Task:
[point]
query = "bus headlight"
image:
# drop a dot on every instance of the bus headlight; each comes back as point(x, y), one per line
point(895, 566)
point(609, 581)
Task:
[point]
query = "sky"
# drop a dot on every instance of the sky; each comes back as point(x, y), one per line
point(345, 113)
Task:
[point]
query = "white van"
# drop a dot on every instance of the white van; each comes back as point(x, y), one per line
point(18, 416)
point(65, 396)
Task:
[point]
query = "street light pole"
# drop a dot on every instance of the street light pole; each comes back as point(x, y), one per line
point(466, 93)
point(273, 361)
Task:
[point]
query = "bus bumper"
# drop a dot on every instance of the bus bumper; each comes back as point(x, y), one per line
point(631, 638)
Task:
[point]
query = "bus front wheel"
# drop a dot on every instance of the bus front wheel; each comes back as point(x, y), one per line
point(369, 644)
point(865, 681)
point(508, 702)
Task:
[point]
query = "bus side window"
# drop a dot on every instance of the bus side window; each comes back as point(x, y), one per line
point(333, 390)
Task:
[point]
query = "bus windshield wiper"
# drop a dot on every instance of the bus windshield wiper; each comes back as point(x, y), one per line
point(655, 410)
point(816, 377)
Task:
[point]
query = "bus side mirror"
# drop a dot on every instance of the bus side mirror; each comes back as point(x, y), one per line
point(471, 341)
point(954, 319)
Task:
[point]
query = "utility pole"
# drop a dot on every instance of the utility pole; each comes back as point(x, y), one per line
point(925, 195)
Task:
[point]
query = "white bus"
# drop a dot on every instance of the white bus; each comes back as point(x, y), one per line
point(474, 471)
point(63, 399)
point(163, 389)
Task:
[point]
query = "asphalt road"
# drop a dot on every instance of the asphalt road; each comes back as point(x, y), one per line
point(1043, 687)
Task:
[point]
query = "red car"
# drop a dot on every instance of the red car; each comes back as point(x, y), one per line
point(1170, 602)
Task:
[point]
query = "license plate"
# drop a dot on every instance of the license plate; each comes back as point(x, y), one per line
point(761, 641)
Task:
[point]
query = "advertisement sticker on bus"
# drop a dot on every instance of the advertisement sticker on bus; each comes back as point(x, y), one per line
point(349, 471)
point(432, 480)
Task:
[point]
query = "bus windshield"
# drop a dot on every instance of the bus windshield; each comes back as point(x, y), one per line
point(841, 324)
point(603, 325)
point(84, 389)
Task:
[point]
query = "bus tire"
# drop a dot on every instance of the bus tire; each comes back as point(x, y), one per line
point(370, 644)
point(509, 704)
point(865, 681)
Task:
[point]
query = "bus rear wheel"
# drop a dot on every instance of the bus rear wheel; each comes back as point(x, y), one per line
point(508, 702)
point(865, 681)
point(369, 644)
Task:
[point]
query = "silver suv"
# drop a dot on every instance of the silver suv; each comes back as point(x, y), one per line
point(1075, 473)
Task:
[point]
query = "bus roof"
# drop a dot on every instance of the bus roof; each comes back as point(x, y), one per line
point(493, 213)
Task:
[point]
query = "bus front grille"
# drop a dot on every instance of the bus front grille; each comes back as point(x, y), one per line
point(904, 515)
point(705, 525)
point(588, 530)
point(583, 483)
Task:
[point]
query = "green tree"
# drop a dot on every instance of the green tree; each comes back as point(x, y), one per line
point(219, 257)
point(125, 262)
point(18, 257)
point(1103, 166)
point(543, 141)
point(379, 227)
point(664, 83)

..............................

In full and without error, transcribe the listing.

Task:
[point]
query = "bus headlight"
image:
# drop a dot on every instance of the bus headlight; each comes back as point(x, y), one per line
point(895, 566)
point(609, 581)
Task:
[point]
query = "sky"
# drop a dot on every instance of the sky; each comes back as point(x, y), one per line
point(345, 113)
Task:
[point]
query = "white van"
# drop a dot on every instance of the white van; each comes back as point(x, y), one per line
point(18, 416)
point(65, 396)
Task:
[point]
query = "street light pole"
# drop a dot on every instance of the street light pole; each comes back as point(x, y), one per line
point(466, 93)
point(273, 361)
Task:
[point]
query = "bus bumper"
# drop a dot on every instance of the bus bumper; each comes back as point(x, y), one per line
point(631, 638)
Task:
[point]
query = "bus front wheel"
# drop a dot on every instance of the bus front wheel; each comes back as point(x, y), one per line
point(369, 644)
point(865, 681)
point(508, 702)
Task:
[point]
query = "bus side window"
# drop a dot on every instance of the bus side window; each comes back as point(x, y), one per line
point(333, 390)
Task:
[point]
query = "bus windshield wiper"
# drop a dot on every instance of the bus windshield wiper; each comes back as point(x, y), one per line
point(655, 410)
point(816, 377)
Task:
[point]
query = "bus side mirror"
# drop a dot on every instance of the bus side mirror; each comes back as point(x, y), one per line
point(471, 341)
point(954, 319)
Task:
[point]
query = "utility pole"
# drop a dot on every instance of the utility pole; each comes back as point(x, y), one per line
point(925, 195)
Task:
[point]
query = "white bus"
# drop a dot on every instance of the white bus; each comes back as point(x, y), one per line
point(474, 471)
point(63, 399)
point(163, 389)
Task:
[point]
query = "asphalt road"
# drop a dot on every instance of the asphalt road; each comes back as point(x, y), one per line
point(1043, 687)
Task:
[point]
query = "red car"
# drop a dot on every instance of the red car; each comes back as point(x, y), one per line
point(1170, 602)
Task:
[point]
query = "license plate"
# drop a dot on every instance of the license plate; each comes back as point(x, y), one per line
point(761, 641)
Task:
[point]
query = "advertisement sticker on bus"
# drop a dot on every instance of the advertisement sticker on bus; each comes back as point(x, y), one per line
point(349, 471)
point(432, 480)
Task:
[point]
query = "bus windshield"
# drop a dot on every instance of the bus windshield; each comes back as point(x, y), one per line
point(841, 324)
point(603, 325)
point(84, 389)
Task:
[point]
query = "bus tire"
# drop a dot on every instance of the bus tire; each comes back as point(x, y), one per line
point(370, 644)
point(509, 704)
point(865, 681)
Task:
[point]
query = "bus rear wheel"
# drop a dot on every instance of the bus rear wheel; each comes back as point(x, y), one per line
point(508, 702)
point(865, 681)
point(369, 644)
Task:
[point]
query = "silver suv"
# drop a dot on every instance of the silver suv; each comes back as point(x, y), one per line
point(1075, 473)
Task:
[point]
query = "bus roof"
# drop a dot on every instance of the bus roof; each comes back as point(x, y), one per line
point(493, 213)
Task:
[point]
query = "bus front grille"
# drop a dot on every instance of the bus front grille; each comes back as point(x, y), one per line
point(904, 515)
point(705, 525)
point(588, 530)
point(583, 483)
Task:
[point]
query = "green tree"
# drop a dot on every instance of the green tree; each comes back as point(x, y), one per line
point(219, 257)
point(125, 262)
point(18, 257)
point(1103, 166)
point(543, 141)
point(379, 227)
point(664, 83)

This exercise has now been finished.